━━━━━ RECORDS FOR THIS TASK ━━━━━

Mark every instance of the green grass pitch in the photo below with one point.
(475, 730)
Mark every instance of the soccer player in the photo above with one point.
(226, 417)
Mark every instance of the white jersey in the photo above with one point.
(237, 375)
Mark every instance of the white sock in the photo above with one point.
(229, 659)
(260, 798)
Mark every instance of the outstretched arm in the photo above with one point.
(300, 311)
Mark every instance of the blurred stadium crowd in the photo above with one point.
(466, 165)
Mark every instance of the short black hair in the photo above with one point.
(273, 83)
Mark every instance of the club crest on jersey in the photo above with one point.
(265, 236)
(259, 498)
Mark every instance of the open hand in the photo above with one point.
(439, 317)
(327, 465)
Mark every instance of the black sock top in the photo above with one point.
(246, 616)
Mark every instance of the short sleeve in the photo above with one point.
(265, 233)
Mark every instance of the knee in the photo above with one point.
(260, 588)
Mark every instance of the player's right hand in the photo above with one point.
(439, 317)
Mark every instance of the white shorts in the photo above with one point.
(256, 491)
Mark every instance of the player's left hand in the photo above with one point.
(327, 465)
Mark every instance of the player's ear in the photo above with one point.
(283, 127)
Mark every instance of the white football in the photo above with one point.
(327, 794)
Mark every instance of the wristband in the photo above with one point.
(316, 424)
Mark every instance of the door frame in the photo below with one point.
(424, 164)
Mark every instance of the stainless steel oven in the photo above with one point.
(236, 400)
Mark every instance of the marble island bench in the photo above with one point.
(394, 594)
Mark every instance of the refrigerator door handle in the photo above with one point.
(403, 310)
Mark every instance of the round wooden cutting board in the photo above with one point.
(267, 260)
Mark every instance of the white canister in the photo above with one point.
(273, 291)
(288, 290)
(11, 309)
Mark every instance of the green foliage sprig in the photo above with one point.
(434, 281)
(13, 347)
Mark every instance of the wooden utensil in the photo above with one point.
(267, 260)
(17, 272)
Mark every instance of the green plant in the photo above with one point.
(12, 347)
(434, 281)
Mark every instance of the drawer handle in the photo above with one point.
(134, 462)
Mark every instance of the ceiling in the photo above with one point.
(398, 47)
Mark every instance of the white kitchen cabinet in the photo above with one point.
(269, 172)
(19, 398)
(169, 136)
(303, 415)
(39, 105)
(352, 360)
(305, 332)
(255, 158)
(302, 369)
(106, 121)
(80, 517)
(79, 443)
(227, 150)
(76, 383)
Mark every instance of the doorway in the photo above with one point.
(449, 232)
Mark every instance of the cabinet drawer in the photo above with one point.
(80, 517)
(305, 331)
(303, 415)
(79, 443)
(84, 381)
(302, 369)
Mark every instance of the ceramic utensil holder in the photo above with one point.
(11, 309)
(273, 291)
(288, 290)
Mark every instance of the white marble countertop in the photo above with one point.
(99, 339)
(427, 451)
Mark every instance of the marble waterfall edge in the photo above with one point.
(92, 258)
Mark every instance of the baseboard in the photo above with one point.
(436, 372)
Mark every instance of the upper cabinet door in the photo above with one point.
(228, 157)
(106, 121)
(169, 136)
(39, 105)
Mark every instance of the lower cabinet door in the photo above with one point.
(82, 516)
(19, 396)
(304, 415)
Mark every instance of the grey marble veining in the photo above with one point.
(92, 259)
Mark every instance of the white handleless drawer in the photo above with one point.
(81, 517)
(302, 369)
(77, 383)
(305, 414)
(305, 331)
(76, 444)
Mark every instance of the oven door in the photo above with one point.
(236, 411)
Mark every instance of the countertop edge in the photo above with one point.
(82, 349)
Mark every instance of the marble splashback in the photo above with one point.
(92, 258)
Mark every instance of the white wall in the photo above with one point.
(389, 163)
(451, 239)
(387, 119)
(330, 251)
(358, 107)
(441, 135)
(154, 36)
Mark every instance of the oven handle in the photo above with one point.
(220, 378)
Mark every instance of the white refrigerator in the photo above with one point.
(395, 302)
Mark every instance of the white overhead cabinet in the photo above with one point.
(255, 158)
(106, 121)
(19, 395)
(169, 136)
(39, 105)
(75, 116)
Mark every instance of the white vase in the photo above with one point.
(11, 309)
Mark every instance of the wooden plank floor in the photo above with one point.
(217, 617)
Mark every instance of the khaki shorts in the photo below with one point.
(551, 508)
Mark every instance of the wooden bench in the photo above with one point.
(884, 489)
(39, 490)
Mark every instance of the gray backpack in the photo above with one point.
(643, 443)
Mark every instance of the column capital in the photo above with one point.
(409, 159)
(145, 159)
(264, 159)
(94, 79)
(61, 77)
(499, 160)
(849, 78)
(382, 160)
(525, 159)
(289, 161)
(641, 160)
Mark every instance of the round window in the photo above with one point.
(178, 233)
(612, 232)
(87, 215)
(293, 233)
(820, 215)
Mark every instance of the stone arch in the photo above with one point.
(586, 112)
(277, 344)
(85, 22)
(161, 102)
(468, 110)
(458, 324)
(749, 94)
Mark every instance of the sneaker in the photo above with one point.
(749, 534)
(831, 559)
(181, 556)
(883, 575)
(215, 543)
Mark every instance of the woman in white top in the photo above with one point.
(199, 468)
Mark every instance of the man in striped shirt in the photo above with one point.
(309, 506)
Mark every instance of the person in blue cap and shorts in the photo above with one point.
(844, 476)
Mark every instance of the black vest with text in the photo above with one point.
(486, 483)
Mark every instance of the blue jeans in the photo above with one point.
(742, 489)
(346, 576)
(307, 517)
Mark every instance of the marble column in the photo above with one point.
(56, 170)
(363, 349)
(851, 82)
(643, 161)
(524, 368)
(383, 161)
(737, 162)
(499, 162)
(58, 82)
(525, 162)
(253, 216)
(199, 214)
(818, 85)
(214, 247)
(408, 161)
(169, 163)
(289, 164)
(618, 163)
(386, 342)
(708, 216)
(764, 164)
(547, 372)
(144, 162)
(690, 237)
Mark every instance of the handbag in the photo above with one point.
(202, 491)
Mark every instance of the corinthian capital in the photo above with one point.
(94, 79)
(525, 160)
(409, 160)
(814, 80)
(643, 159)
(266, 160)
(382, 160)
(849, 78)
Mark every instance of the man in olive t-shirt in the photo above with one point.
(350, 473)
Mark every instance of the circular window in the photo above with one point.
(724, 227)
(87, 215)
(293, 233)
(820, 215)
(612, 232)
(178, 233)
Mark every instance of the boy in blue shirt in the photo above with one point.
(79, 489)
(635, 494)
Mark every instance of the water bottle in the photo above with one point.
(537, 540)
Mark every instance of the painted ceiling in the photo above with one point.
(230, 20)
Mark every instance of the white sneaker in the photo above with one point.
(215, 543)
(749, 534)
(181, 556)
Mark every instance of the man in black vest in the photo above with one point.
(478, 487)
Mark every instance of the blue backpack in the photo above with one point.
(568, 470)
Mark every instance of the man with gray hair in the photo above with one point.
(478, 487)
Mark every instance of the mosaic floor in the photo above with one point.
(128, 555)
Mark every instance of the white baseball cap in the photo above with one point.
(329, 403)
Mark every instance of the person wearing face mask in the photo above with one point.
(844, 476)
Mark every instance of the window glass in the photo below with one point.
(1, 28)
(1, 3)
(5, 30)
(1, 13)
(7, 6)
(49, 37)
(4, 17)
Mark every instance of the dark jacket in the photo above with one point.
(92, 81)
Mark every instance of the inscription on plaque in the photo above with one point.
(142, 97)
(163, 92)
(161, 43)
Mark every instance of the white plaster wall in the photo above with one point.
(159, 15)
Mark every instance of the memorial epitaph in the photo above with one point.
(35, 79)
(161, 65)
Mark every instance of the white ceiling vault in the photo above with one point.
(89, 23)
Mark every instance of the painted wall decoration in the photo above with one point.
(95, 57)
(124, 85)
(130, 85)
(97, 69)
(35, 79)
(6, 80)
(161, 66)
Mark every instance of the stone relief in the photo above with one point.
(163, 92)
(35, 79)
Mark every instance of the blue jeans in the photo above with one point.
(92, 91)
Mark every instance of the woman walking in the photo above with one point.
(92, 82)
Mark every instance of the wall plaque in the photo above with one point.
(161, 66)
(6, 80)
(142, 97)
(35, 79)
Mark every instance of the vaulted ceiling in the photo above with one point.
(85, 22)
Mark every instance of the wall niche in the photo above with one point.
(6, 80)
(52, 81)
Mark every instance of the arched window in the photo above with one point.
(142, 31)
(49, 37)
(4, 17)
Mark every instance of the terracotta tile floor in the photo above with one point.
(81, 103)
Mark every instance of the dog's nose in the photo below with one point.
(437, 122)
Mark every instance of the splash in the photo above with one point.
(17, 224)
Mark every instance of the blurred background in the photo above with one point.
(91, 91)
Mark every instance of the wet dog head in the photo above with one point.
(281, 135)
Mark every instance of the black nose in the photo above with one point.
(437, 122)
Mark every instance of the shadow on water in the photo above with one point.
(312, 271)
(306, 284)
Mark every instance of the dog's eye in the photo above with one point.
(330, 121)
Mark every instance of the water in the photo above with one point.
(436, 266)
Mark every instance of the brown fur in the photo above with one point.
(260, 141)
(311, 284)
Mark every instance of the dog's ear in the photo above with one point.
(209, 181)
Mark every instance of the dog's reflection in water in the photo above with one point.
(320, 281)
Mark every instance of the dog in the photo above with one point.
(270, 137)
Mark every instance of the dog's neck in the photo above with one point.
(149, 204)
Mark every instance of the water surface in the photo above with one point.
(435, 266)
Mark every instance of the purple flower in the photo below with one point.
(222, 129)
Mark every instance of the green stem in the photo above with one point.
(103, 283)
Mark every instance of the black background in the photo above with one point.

━━━━━

§ **TASK BRIEF**: Your task is to restate, word for word, each line from the one that includes "Mark every instance of the dog's neck" to the end of the records, with both ends included and nothing else.

§ **ANSWER BELOW**:
Mark every instance of the dog's neck in the photo above with one point.
(149, 204)
Mark every instance of the water surface in the photo above with one point.
(435, 266)
Mark every instance of the purple flower in the photo below with one point.
(222, 129)
Mark every instance of the green stem in the photo above with one point.
(103, 283)
Mark every instance of the black background in the photo above with one point.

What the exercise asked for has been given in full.